=== RECORD EXCERPTS ===

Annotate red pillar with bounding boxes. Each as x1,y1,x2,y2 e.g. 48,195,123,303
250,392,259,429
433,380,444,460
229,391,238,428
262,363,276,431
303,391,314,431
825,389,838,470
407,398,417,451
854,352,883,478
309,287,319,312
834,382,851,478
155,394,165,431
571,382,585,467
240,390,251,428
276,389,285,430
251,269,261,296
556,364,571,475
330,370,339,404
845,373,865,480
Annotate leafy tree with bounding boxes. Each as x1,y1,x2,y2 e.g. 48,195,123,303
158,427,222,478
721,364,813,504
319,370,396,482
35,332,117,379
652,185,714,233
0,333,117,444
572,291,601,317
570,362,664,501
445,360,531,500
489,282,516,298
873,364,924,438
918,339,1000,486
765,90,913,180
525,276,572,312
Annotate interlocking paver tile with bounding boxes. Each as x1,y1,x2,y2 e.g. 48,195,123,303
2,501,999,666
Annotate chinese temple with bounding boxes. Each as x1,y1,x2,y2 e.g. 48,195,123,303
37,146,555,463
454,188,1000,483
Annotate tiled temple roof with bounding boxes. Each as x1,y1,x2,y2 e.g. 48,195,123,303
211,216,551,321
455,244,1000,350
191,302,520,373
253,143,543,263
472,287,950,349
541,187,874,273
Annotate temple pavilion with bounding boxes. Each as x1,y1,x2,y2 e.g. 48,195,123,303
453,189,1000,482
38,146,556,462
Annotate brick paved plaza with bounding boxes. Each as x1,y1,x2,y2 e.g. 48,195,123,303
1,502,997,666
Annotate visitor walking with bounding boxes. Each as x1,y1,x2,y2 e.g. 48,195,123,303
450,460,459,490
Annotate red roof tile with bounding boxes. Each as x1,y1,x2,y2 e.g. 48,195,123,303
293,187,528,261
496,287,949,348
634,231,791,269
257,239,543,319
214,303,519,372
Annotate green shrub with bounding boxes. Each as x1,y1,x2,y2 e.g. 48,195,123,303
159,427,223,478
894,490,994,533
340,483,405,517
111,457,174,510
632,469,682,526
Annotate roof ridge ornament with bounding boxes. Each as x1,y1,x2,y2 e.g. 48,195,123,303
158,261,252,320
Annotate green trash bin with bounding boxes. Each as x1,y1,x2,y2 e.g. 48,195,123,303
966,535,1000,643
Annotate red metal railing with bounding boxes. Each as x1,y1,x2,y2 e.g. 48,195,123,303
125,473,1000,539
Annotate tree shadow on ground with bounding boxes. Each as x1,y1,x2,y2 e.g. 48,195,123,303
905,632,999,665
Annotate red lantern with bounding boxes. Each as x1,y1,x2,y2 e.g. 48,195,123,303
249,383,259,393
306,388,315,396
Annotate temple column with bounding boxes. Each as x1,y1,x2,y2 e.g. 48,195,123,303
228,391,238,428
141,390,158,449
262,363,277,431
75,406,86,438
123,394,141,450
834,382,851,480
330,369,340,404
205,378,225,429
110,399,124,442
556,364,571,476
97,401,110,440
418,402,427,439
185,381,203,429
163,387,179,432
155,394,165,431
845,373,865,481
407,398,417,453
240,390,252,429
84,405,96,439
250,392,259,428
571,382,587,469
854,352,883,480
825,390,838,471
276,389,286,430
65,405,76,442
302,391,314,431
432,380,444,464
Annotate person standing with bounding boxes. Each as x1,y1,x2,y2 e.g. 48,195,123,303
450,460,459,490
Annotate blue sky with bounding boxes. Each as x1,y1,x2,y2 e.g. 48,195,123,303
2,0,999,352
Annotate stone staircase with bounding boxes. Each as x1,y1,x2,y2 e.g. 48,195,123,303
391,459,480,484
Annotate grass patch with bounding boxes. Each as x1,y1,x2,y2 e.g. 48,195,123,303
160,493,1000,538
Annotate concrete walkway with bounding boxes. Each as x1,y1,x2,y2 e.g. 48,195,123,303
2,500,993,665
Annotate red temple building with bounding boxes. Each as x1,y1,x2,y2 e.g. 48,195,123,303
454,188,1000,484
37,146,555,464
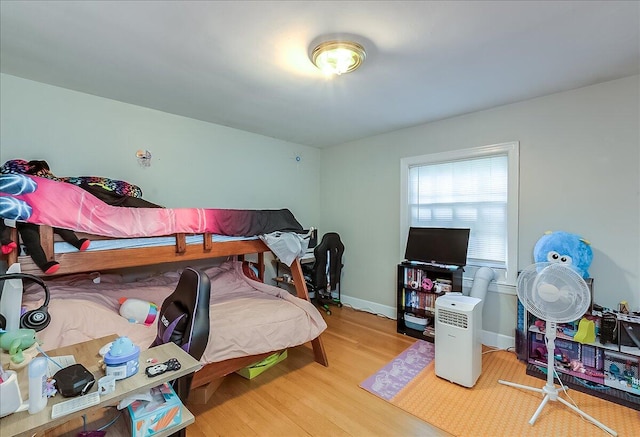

=== WORK TASK ===
Omit the pictures. Output every record above word for word.

=== TASK SOLUTION ===
Annotate red pillar with bounding boxes. Each as x1,y1,x2,y2 e.g. 48,195,123,303
250,392,259,429
433,380,444,460
229,391,238,428
262,363,276,431
303,391,314,431
825,389,838,470
407,398,417,451
854,352,883,478
309,287,319,312
834,382,851,478
155,394,165,431
571,382,585,467
240,390,251,428
276,389,285,430
251,269,261,296
556,364,571,475
330,370,339,404
845,373,865,480
Annotate leafy tree with bounding boxes. Each as x1,y1,x2,y2 e.g. 48,195,123,303
158,427,222,478
721,364,813,504
319,370,396,482
35,332,117,379
652,185,714,233
0,333,117,444
572,291,601,317
570,362,664,501
445,360,531,500
489,282,516,298
873,364,924,438
918,339,1000,486
765,90,913,180
525,276,572,312
Annotate interlocking paver tile with bounding boxes. Each as x1,y1,x2,y2 e.g. 48,195,123,303
2,501,999,666
Annotate chinese temple with bounding boxes. Each as x1,y1,x2,y2 e.g. 48,195,123,303
37,146,555,463
454,188,1000,483
Annotate tiled temple roof with bounding boxes. Each as x1,y1,x2,y2 e.g. 48,195,123,303
211,216,551,321
455,244,1000,350
191,302,520,373
253,143,543,263
472,287,950,349
541,187,874,273
Annotate temple pavilion with bounding boxes. Each as x1,y1,x2,y2 e.g. 48,195,123,303
453,189,1000,482
38,146,556,462
Annotate brick paved plaza with bounding boxes. Each as x1,y1,x2,y2 e.g. 48,195,123,303
1,502,997,666
Annotate visitor walking with bounding boxes. Each as x1,y1,x2,y2 e.g. 48,195,123,303
450,460,459,490
Annotate red roof tile with bounding boxes. Each as x1,y1,x2,y2 e.g. 48,195,123,303
293,187,528,261
496,287,949,348
634,231,791,269
257,239,543,319
214,303,519,372
Annotate green shrub with bounding boxes. Each as x1,y1,x2,y2 e.g. 48,195,123,303
159,427,223,478
894,490,994,533
340,483,405,517
111,457,174,510
632,469,682,526
Annotate roof ridge ornament with bounding boxes. Each as x1,y1,x2,y2 e.g. 48,195,123,303
158,261,252,320
Annotate green trash bin with bounding boxes. Each as x1,y1,x2,y2 e.g. 48,195,123,303
966,535,1000,643
Annotate red metal railing with bounding boxes. Each as x1,y1,x2,y2 e.g. 48,195,123,303
125,473,1000,539
Annotate tree shadow on ground with bounding boxes. Each as x1,y1,x2,y2 e.g. 48,195,123,303
905,632,999,665
Annotate red lantern with bounding boxes. Each as x1,y1,x2,y2 e.g. 48,195,123,303
249,383,259,393
306,388,315,396
Annotate temple column with bounding boxes. Each as x1,y1,x2,y2 e.g. 48,195,123,303
228,391,238,428
141,390,158,449
262,363,277,431
75,406,86,438
123,394,141,450
834,382,851,480
330,369,340,404
205,378,225,429
110,399,124,442
556,364,571,476
97,401,110,440
418,402,427,439
185,381,203,429
163,387,179,432
155,394,165,431
845,373,865,481
407,398,417,453
240,390,252,429
84,405,96,439
250,392,259,428
571,382,587,469
854,352,883,480
825,390,838,471
276,389,286,430
65,405,76,442
302,391,314,431
432,380,444,464
Annotate person standing with bounding boxes. Each as x1,y1,x2,y2 e.g. 48,195,123,303
450,460,459,490
Annotate blue sky with bounding boxes. Each as x1,y1,x2,y2 e.g. 48,195,123,303
2,0,999,352
Annotate stone staircase with bounding boxes. Each as x1,y1,x2,y2 e.g. 48,195,123,303
391,459,480,484
Annotate grass patch with bounding boxes. Each as x1,y1,x2,y2 e.g. 48,195,123,303
160,493,1000,538
Annotate concrete walkway with bounding boxes. Each as x1,y1,x2,y2 e.g. 48,195,123,303
2,500,993,665
Annotate red temple building with bounding boxes. Each as x1,y1,x2,y2 e.g. 48,195,123,303
454,188,1000,484
37,146,555,464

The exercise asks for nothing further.